**Extract to read**
========

From the author of Fish in a Tree and One for the Murphyscomes another poignant, moving, beautifully written story of changing friendships, belonging, loss, love, and forgiveness.  So many themes to explore here!   Here is another example of a writer who develops amazing, strong characters – I don’t think there was one character  in this book I didn’t believe in.  Delsie, our narrator, is strong, independent, kind, and accepting.  I felt like I wanted to be her friend!  She deals with friendship problems,  mean girls, abandonment issues, and struggles to define what, exactly, makes a family.  (not to mention, she loves tracking weather and HATES to wear shoes!)  Another winner by Lynda Mullaly Hunt.

The Night Diary – Veera Hiranandani

I absolutely love the writing in this book!  Told from the point of view of a 12-year old Nisha through her diary entries to her mother who has passed away, this story is centered around the confusion, frustration, fear, and sadness experienced during of India’s Partition in 1947.  I learned so much history from this book.  Great characters, suspense, adventure, and heartache interwoven into a story of a family caught in the midst of horrendous cultural/political conflict–Hindus against Muslims.  Amazing sensory writing – I felt the wind, the dust, smelled the spices, felt the pencil in Nisha’s hand.   This would make an excellent choice for a grade six or seven read-aloud or Lit Circle book.

========

**Stated goal 1**
Write out the passage from the book reviews, starting at "I absolutely love" and ending at "Lit Circle book.".
**Stated goal 2**
In the book reviews, to whom does Nisha address the diary entries in The Night Diary?

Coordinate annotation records
========

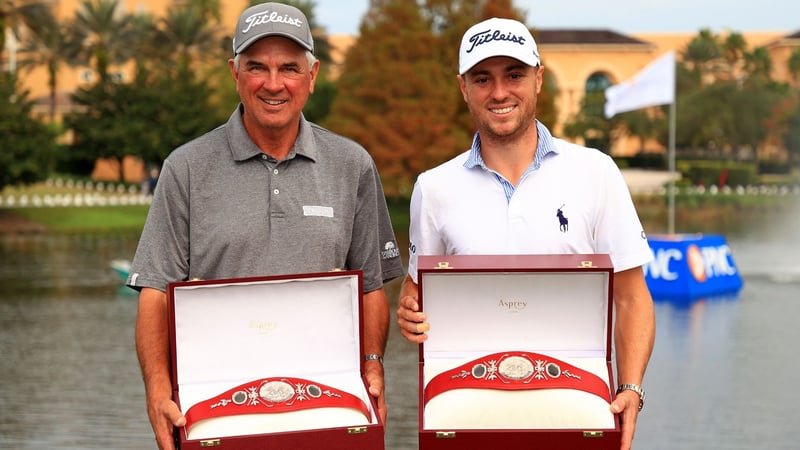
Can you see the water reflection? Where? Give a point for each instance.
(723, 372)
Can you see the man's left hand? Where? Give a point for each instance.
(374, 375)
(627, 406)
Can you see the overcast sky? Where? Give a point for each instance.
(627, 16)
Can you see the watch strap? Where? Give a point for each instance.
(635, 388)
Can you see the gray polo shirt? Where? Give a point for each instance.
(224, 209)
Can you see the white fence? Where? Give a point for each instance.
(77, 193)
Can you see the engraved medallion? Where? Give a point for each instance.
(479, 371)
(239, 397)
(276, 391)
(553, 370)
(313, 391)
(515, 368)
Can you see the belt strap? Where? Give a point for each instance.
(274, 395)
(517, 371)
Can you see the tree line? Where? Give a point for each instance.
(397, 94)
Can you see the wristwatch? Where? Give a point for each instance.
(373, 356)
(635, 388)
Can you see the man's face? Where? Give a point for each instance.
(501, 95)
(274, 82)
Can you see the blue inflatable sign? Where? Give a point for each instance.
(691, 266)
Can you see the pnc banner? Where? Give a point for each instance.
(691, 266)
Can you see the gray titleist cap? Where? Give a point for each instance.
(271, 19)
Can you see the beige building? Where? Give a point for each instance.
(572, 56)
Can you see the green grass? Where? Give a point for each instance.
(86, 219)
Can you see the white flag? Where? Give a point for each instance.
(653, 85)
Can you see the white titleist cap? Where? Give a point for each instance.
(271, 19)
(497, 37)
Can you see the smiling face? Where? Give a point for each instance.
(501, 94)
(274, 81)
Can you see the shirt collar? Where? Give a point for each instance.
(544, 147)
(243, 147)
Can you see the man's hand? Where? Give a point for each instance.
(374, 375)
(627, 406)
(164, 416)
(410, 319)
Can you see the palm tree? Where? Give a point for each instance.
(48, 47)
(103, 36)
(701, 53)
(185, 37)
(19, 15)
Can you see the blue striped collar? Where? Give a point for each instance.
(545, 146)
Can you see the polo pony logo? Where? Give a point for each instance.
(563, 221)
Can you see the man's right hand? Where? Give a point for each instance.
(164, 416)
(410, 319)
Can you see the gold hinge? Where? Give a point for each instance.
(592, 434)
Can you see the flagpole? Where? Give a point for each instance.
(671, 163)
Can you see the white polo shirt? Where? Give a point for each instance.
(573, 199)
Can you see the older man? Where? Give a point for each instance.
(265, 193)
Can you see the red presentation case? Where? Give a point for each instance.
(555, 307)
(231, 333)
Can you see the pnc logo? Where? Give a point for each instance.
(701, 263)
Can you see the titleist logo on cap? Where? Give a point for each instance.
(270, 17)
(485, 37)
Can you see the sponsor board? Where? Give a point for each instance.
(691, 266)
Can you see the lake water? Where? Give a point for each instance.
(722, 375)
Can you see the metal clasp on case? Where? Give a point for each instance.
(592, 434)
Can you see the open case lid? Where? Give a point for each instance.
(250, 328)
(482, 304)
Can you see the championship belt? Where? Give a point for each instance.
(274, 395)
(517, 371)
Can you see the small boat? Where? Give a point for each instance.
(122, 267)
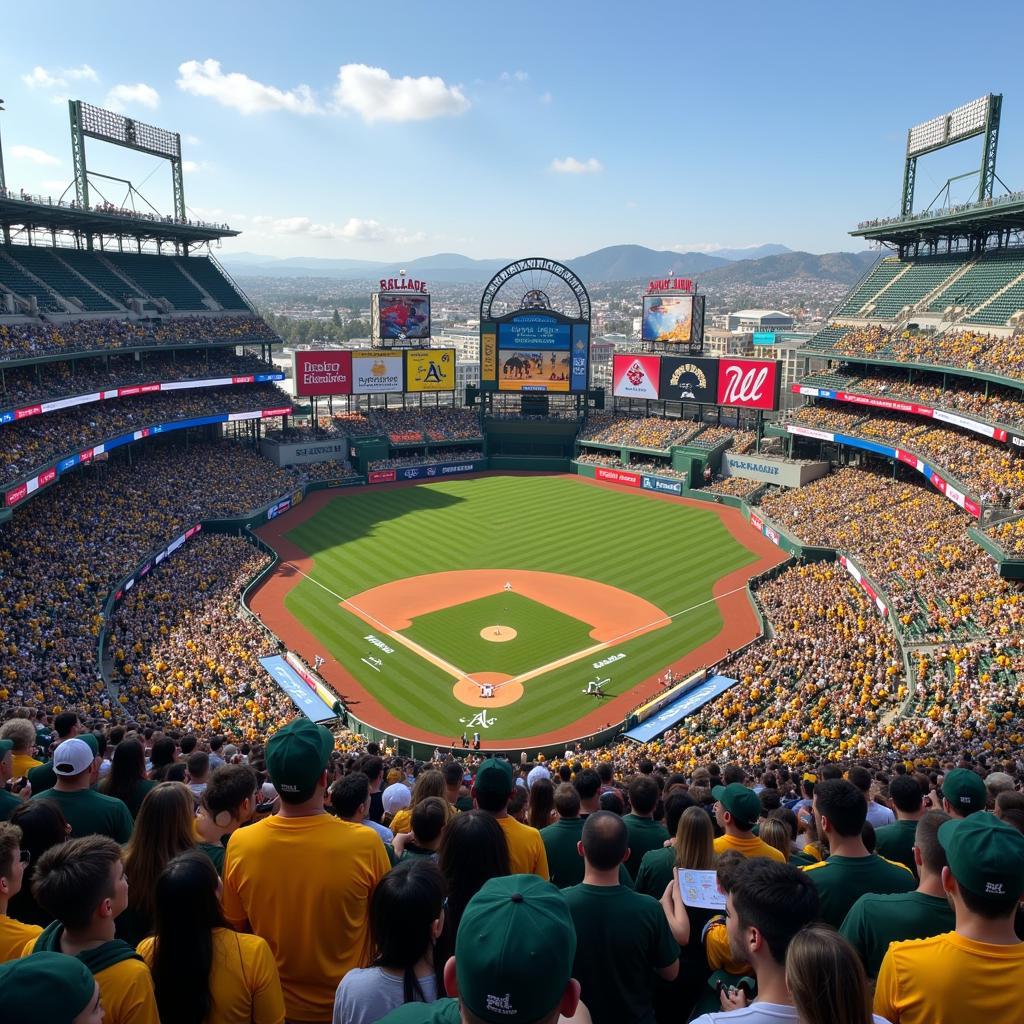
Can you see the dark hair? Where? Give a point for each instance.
(429, 817)
(905, 794)
(643, 794)
(404, 905)
(72, 879)
(127, 770)
(587, 783)
(605, 840)
(776, 899)
(843, 804)
(185, 912)
(473, 850)
(349, 793)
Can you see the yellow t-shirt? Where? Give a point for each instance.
(14, 935)
(22, 763)
(949, 979)
(244, 981)
(304, 885)
(526, 852)
(752, 847)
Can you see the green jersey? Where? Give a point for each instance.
(622, 938)
(90, 813)
(875, 922)
(841, 881)
(644, 835)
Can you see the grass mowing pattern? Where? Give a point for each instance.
(670, 554)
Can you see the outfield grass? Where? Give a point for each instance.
(670, 554)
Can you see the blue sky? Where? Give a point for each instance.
(393, 130)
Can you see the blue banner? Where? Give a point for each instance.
(690, 701)
(302, 696)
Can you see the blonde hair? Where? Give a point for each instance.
(826, 979)
(695, 840)
(776, 834)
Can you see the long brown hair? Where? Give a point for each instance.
(826, 979)
(164, 828)
(695, 840)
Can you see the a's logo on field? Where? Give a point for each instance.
(478, 721)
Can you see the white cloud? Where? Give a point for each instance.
(572, 166)
(40, 78)
(33, 155)
(139, 94)
(375, 95)
(242, 92)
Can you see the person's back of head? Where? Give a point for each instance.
(80, 878)
(186, 909)
(842, 805)
(771, 903)
(605, 841)
(567, 801)
(905, 794)
(643, 795)
(349, 794)
(826, 979)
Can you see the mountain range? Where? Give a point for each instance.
(626, 262)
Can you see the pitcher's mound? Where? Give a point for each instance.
(499, 634)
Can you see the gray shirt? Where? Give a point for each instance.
(367, 994)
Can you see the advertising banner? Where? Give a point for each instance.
(688, 380)
(404, 316)
(749, 383)
(323, 373)
(377, 373)
(636, 376)
(430, 370)
(668, 318)
(617, 476)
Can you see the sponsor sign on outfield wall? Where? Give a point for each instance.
(688, 380)
(323, 373)
(636, 376)
(749, 383)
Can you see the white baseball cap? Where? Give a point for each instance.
(73, 757)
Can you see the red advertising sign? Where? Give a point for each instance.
(636, 376)
(749, 383)
(617, 476)
(323, 373)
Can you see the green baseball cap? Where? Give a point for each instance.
(296, 757)
(495, 777)
(514, 950)
(51, 987)
(985, 855)
(965, 791)
(742, 804)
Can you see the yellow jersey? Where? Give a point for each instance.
(244, 981)
(949, 979)
(304, 885)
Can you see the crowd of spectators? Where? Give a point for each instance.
(23, 341)
(912, 542)
(39, 440)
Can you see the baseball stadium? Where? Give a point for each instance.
(791, 567)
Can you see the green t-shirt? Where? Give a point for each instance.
(841, 881)
(895, 842)
(622, 938)
(8, 804)
(90, 813)
(875, 922)
(564, 863)
(644, 835)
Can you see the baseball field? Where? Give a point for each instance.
(487, 604)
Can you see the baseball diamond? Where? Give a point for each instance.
(401, 589)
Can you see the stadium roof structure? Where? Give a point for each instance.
(37, 212)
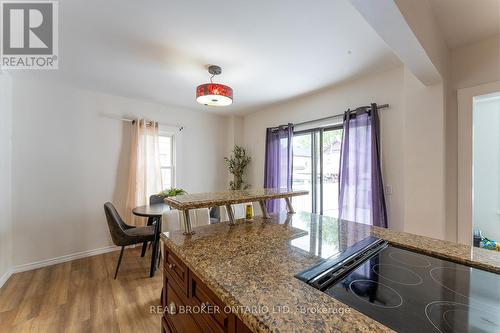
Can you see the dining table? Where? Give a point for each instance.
(187, 202)
(155, 213)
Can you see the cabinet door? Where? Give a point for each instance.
(215, 316)
(179, 322)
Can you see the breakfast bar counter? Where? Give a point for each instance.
(231, 197)
(250, 268)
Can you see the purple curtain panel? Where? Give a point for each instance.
(361, 191)
(278, 163)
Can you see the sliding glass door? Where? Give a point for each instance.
(316, 160)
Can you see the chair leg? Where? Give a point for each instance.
(144, 248)
(119, 261)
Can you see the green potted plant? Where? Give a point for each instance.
(236, 164)
(171, 192)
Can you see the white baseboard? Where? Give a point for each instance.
(61, 259)
(5, 277)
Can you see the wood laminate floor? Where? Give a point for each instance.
(81, 296)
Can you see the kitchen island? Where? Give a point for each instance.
(247, 272)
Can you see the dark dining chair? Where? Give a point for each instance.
(154, 199)
(124, 234)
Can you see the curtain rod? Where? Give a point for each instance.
(121, 118)
(383, 106)
(179, 127)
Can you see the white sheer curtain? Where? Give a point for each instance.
(144, 173)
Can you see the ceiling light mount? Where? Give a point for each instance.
(214, 70)
(214, 94)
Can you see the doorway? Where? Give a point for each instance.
(486, 167)
(316, 162)
(466, 167)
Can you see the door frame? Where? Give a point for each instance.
(317, 200)
(465, 189)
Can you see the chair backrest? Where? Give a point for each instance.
(154, 199)
(116, 225)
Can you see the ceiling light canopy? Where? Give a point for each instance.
(214, 94)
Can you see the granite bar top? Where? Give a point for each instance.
(211, 199)
(251, 267)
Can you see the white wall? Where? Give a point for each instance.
(5, 175)
(68, 159)
(486, 161)
(412, 141)
(424, 136)
(470, 65)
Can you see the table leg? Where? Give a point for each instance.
(154, 254)
(289, 206)
(230, 215)
(263, 208)
(187, 223)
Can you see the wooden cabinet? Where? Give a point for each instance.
(190, 306)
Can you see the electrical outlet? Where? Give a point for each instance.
(388, 189)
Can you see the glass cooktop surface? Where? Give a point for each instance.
(412, 292)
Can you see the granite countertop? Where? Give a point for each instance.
(210, 199)
(251, 267)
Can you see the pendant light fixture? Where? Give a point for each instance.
(214, 94)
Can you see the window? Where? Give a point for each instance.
(316, 162)
(167, 160)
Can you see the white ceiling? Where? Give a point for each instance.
(467, 21)
(270, 51)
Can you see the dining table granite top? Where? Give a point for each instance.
(211, 199)
(251, 267)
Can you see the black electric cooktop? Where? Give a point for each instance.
(408, 291)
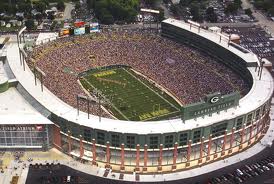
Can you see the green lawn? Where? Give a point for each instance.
(130, 96)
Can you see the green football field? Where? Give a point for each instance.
(130, 96)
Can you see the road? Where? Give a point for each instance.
(263, 21)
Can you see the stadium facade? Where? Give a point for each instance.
(222, 126)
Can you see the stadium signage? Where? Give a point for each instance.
(17, 128)
(211, 104)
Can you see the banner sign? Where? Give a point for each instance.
(211, 104)
(94, 27)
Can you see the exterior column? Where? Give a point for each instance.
(231, 140)
(175, 154)
(242, 136)
(122, 157)
(209, 147)
(108, 155)
(145, 158)
(224, 144)
(69, 143)
(201, 150)
(258, 126)
(160, 158)
(137, 157)
(188, 152)
(81, 147)
(250, 133)
(93, 152)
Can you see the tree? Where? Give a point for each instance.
(51, 16)
(90, 4)
(60, 5)
(29, 23)
(238, 3)
(161, 14)
(77, 6)
(24, 7)
(211, 16)
(40, 6)
(248, 12)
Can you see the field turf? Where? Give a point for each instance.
(130, 96)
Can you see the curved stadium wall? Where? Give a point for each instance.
(169, 151)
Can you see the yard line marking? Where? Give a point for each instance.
(110, 103)
(151, 89)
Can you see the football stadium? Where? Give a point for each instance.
(136, 101)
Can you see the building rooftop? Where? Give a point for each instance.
(260, 92)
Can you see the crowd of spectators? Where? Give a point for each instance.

========

**Problem solution 1**
I absolutely love the writing in this book!  Told from the point of view of a 12-year old Nisha through her diary entries to her mother who has passed away, this story is centered around the confusion, frustration, fear, and sadness experienced during of India’s Partition in 1947.  I learned so much history from this book.  Great characters, suspense, adventure, and heartache interwoven into a story of a family caught in the midst of horrendous cultural/political conflict–Hindus against Muslims.  Amazing sensory writing – I felt the wind, the dust, smelled the spices, felt the pencil in Nisha’s hand.   This would make an excellent choice for a grade six or seven read-aloud or Lit Circle book.

**Problem solution 2**
To Nisha's mother, who has passed away.